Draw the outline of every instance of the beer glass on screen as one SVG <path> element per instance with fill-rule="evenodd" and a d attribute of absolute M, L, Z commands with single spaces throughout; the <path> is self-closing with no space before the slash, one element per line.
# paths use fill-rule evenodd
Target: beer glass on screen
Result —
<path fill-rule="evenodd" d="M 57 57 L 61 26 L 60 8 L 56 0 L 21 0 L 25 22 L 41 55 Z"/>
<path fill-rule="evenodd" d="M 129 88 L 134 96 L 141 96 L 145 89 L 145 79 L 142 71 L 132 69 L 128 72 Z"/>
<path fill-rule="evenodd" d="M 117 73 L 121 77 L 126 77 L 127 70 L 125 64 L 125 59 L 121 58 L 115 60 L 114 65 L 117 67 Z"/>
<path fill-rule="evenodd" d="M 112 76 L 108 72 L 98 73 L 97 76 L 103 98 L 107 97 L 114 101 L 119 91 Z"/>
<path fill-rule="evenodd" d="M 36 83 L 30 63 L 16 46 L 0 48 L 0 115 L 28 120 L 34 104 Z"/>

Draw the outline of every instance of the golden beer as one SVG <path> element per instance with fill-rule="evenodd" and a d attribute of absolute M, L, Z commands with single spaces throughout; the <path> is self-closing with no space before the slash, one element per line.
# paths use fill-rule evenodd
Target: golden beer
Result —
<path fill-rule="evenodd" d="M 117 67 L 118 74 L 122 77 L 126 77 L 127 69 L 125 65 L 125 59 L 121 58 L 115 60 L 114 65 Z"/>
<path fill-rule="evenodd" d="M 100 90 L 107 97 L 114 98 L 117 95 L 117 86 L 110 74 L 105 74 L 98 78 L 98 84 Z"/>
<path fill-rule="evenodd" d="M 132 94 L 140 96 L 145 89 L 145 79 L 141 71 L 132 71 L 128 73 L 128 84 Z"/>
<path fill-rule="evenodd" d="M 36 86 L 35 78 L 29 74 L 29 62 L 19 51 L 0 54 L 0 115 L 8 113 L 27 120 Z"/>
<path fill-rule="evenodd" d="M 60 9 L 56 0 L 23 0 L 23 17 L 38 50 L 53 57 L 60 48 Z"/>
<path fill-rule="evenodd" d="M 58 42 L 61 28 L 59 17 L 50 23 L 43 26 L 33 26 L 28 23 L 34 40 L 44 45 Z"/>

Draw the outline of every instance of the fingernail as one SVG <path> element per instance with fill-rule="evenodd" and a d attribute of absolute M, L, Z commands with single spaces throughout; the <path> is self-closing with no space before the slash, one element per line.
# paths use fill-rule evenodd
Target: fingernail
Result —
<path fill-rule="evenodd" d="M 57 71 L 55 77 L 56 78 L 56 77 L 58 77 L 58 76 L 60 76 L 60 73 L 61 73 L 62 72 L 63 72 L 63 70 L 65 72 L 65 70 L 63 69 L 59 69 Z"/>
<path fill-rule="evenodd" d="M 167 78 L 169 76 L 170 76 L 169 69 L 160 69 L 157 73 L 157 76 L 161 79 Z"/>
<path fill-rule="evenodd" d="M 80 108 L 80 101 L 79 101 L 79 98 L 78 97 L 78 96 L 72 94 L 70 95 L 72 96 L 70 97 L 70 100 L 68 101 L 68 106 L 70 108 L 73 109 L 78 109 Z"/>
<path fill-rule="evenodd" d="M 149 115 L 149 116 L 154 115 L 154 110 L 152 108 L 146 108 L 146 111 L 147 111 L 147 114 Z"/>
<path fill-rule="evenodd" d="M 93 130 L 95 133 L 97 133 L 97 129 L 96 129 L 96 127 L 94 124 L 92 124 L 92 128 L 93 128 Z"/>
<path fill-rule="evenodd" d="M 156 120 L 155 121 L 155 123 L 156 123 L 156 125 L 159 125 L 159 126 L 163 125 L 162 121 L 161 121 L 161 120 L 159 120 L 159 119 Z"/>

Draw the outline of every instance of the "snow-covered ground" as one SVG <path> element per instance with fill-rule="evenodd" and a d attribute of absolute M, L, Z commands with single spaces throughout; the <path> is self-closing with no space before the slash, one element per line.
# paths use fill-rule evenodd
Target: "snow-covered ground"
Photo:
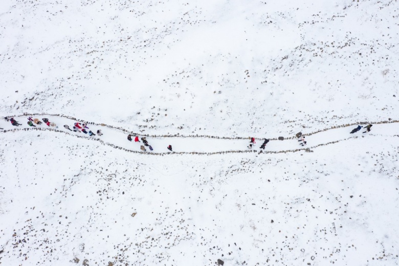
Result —
<path fill-rule="evenodd" d="M 0 1 L 0 113 L 22 124 L 0 119 L 0 264 L 397 265 L 398 18 L 395 0 Z"/>

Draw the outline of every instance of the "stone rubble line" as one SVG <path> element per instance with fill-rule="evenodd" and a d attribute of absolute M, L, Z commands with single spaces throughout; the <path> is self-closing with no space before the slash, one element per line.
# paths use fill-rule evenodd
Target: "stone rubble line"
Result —
<path fill-rule="evenodd" d="M 159 137 L 163 137 L 163 138 L 171 138 L 171 137 L 179 137 L 179 138 L 208 138 L 210 139 L 230 139 L 230 140 L 233 140 L 233 139 L 251 139 L 251 137 L 248 138 L 245 138 L 245 137 L 218 137 L 218 136 L 209 136 L 209 135 L 200 135 L 198 136 L 198 135 L 188 135 L 188 136 L 185 136 L 184 135 L 159 135 L 158 137 L 157 135 L 149 135 L 148 134 L 142 134 L 140 133 L 135 133 L 132 131 L 129 131 L 124 128 L 122 128 L 122 127 L 116 127 L 112 125 L 106 125 L 105 124 L 98 124 L 96 123 L 94 123 L 92 122 L 88 122 L 88 121 L 85 121 L 82 120 L 80 120 L 79 119 L 76 119 L 74 117 L 70 117 L 69 116 L 64 116 L 63 115 L 51 115 L 49 114 L 27 114 L 27 113 L 24 113 L 24 116 L 58 116 L 61 117 L 65 117 L 66 118 L 68 118 L 70 119 L 72 119 L 73 120 L 76 121 L 79 121 L 81 123 L 84 123 L 85 124 L 87 124 L 88 125 L 96 125 L 98 126 L 106 126 L 107 127 L 109 127 L 111 128 L 119 129 L 119 130 L 122 130 L 123 132 L 126 132 L 126 133 L 129 133 L 133 135 L 137 135 L 137 136 L 143 136 L 147 137 L 151 137 L 151 138 L 159 138 Z M 19 116 L 8 116 L 7 117 L 18 117 Z M 323 131 L 327 131 L 328 130 L 332 129 L 334 128 L 338 128 L 340 127 L 345 127 L 348 126 L 353 126 L 356 125 L 364 125 L 364 124 L 388 124 L 388 123 L 398 123 L 399 122 L 399 120 L 392 120 L 390 118 L 389 119 L 389 121 L 380 121 L 380 122 L 361 122 L 360 123 L 353 123 L 352 124 L 346 124 L 342 125 L 338 125 L 338 126 L 334 126 L 331 127 L 330 127 L 329 128 L 326 128 L 324 129 L 321 129 L 315 132 L 312 132 L 311 133 L 308 133 L 307 134 L 303 134 L 302 136 L 312 136 L 314 134 L 316 134 L 317 133 L 318 133 L 319 132 L 322 132 Z M 92 140 L 96 140 L 98 141 L 99 141 L 104 145 L 108 145 L 110 147 L 112 147 L 113 148 L 116 148 L 116 149 L 119 149 L 123 150 L 124 151 L 129 152 L 133 152 L 135 153 L 142 153 L 142 154 L 151 154 L 151 155 L 159 155 L 159 156 L 163 156 L 165 154 L 199 154 L 199 155 L 213 155 L 213 154 L 224 154 L 224 153 L 248 153 L 248 152 L 257 152 L 257 150 L 227 150 L 225 151 L 215 151 L 213 152 L 198 152 L 195 151 L 192 151 L 191 152 L 188 152 L 186 151 L 172 151 L 172 152 L 147 152 L 146 151 L 139 151 L 137 150 L 130 150 L 128 149 L 126 149 L 125 148 L 122 148 L 122 147 L 119 147 L 119 146 L 116 146 L 112 143 L 108 143 L 107 142 L 104 142 L 104 141 L 100 139 L 96 139 L 95 138 L 93 138 L 92 137 L 88 137 L 86 136 L 76 136 L 75 135 L 72 135 L 68 132 L 65 132 L 64 131 L 59 130 L 58 129 L 54 129 L 53 128 L 42 128 L 42 127 L 34 127 L 33 128 L 13 128 L 12 129 L 8 129 L 8 130 L 3 130 L 3 132 L 10 132 L 10 131 L 20 131 L 20 130 L 50 130 L 50 131 L 54 131 L 55 132 L 58 132 L 61 133 L 64 133 L 66 134 L 69 134 L 72 136 L 74 136 L 76 137 L 77 137 L 78 138 L 84 138 L 85 139 L 90 139 Z M 393 135 L 393 137 L 399 137 L 399 135 Z M 349 138 L 355 138 L 357 139 L 359 138 L 358 136 L 354 136 L 349 137 Z M 296 137 L 292 137 L 290 138 L 284 138 L 284 140 L 290 140 L 290 139 L 296 139 Z M 273 139 L 269 139 L 270 140 L 278 140 L 278 138 L 274 138 Z M 258 154 L 260 153 L 287 153 L 287 152 L 295 152 L 296 151 L 299 151 L 302 150 L 304 150 L 306 152 L 313 152 L 313 151 L 311 150 L 311 148 L 316 148 L 317 147 L 319 147 L 320 146 L 326 146 L 329 144 L 331 144 L 334 143 L 336 143 L 337 142 L 339 142 L 340 141 L 341 141 L 341 140 L 337 140 L 335 141 L 331 141 L 330 142 L 328 142 L 327 143 L 323 143 L 321 144 L 319 144 L 316 146 L 314 146 L 312 147 L 309 147 L 308 148 L 302 148 L 300 149 L 295 149 L 293 150 L 280 150 L 279 151 L 263 151 L 260 150 L 259 152 L 258 152 Z"/>

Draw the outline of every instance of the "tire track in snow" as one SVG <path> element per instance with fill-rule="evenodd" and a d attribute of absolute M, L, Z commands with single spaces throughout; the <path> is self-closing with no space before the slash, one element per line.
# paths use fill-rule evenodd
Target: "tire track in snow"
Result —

-=-=-=-=-

* [Given request]
Copy without changes everything from the line that contains "Draw the outline of every instance of the fingernail" down to the line that contains "149 115 L 149", including both of those lines.

* [Finished exercise]
Draw the outline of every instance of the fingernail as one SVG <path> element per instance with fill-rule="evenodd" and a d attribute of absolute M, L, Z commands with single spaces throughout; the <path> is self-closing with no space before the slash, one element per line.
# paths use fill-rule evenodd
Target: fingernail
Result —
<path fill-rule="evenodd" d="M 57 71 L 55 77 L 56 78 L 56 77 L 58 77 L 58 76 L 60 76 L 60 73 L 61 73 L 62 72 L 63 72 L 63 70 L 65 72 L 65 70 L 63 69 L 59 69 Z"/>
<path fill-rule="evenodd" d="M 167 78 L 169 76 L 170 76 L 169 69 L 160 69 L 157 73 L 157 76 L 161 79 Z"/>
<path fill-rule="evenodd" d="M 80 108 L 80 101 L 79 101 L 79 98 L 78 97 L 78 96 L 72 94 L 70 95 L 72 96 L 70 97 L 70 100 L 68 101 L 68 106 L 70 108 L 73 109 L 78 109 Z"/>
<path fill-rule="evenodd" d="M 149 115 L 149 116 L 154 115 L 154 110 L 152 108 L 146 108 L 146 111 L 147 111 L 147 114 Z"/>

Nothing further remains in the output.